#### What the task requires:
Turn each line of the listing below into a string in a JSON list, one string per line, skipping blank lines. Leave the pictures out.

** Begin Data entries **

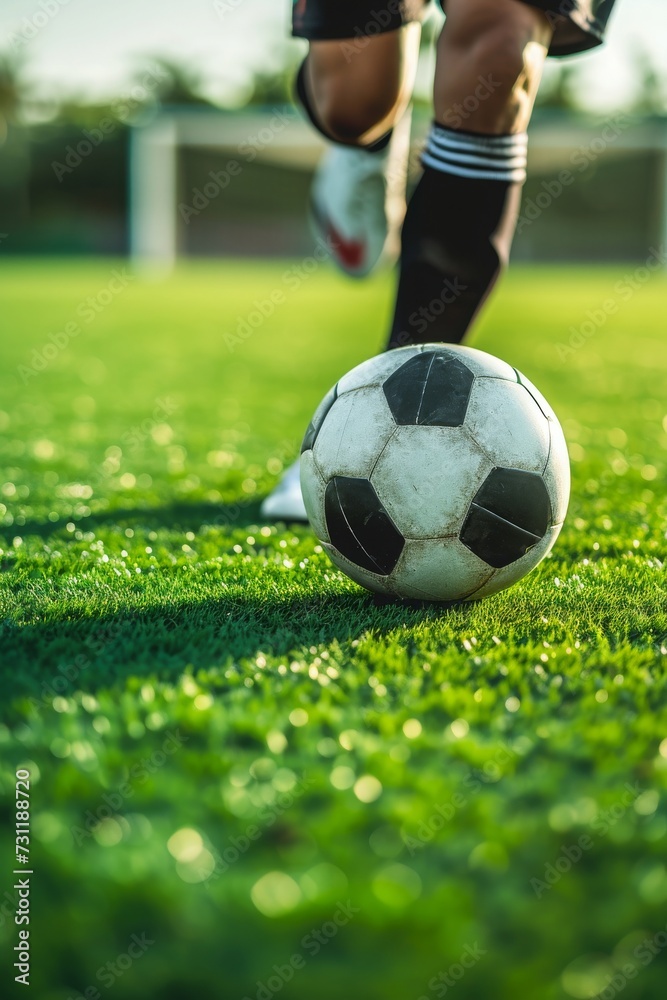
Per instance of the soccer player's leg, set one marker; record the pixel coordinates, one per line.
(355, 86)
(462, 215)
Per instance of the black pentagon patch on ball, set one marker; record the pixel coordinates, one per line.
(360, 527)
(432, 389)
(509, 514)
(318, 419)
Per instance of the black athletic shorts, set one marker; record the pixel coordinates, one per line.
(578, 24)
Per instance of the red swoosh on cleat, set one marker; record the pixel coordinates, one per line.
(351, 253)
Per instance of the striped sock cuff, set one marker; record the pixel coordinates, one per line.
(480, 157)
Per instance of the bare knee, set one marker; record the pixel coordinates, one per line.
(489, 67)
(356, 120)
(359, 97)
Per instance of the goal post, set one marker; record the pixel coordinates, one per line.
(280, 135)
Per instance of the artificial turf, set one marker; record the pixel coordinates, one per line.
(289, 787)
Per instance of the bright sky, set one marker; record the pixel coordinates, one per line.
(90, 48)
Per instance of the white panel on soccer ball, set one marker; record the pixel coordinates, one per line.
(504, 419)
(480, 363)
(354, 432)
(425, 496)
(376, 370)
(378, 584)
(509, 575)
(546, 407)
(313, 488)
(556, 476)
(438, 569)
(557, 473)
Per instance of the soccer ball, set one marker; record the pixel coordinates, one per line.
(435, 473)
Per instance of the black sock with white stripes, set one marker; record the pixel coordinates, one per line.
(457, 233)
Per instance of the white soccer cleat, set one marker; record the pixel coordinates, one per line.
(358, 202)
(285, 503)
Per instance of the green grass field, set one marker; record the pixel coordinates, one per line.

** End Data entries **

#### Right answer:
[
  "Per instance of the soccer player's leg, set one marker; record the pixel coordinates, one per line.",
  "(355, 86)",
  "(462, 215)",
  "Per instance of the black pentagon patch on ball, set one marker; record the pixel coordinates, one per line.",
  "(360, 527)",
  "(432, 389)",
  "(509, 514)",
  "(318, 419)",
  "Per instance of the black athletic shorts, set one marker; record the pixel coordinates, one per line.",
  "(578, 24)",
  "Per instance of the red swoosh on cleat, set one marker; record the pixel coordinates, one per line.",
  "(351, 253)",
  "Per instance of the striped sock cuff, set one marker; record the pixel coordinates, one per line.",
  "(480, 157)",
  "Per instance of the bare knee, set one marker; record the pixel coordinates, one per line.",
  "(489, 67)",
  "(356, 120)",
  "(359, 97)",
  "Per instance of the goal post, set one marker; record the pixel coordinates, one per line.",
  "(280, 135)",
  "Per instance of the artificial turf, set one marker; record the pixel coordinates, one per line.",
  "(289, 787)",
  "Per instance of the bright sky, set one marker; record the pixel coordinates, one per line.",
  "(90, 48)",
  "Per instance of the white panel on soccer ball, set one marker; record the pixel coordinates, one per line.",
  "(504, 419)",
  "(480, 363)",
  "(354, 432)",
  "(425, 496)",
  "(376, 370)",
  "(378, 584)",
  "(509, 575)",
  "(546, 407)",
  "(313, 488)",
  "(556, 476)",
  "(438, 569)",
  "(557, 473)",
  "Per instance of the soccer ball, set one marker; record the pixel coordinates, one per line.",
  "(435, 473)",
  "Per instance of the black sock with white stripes, set one marker; record the pixel coordinates, one per line.",
  "(457, 233)",
  "Per instance of the white soccer cleat, set one marker; record the pixel coordinates, one per line.",
  "(358, 202)",
  "(285, 503)",
  "Per instance of the green grass field, set one marker; record the pixel coordinates, one per line."
]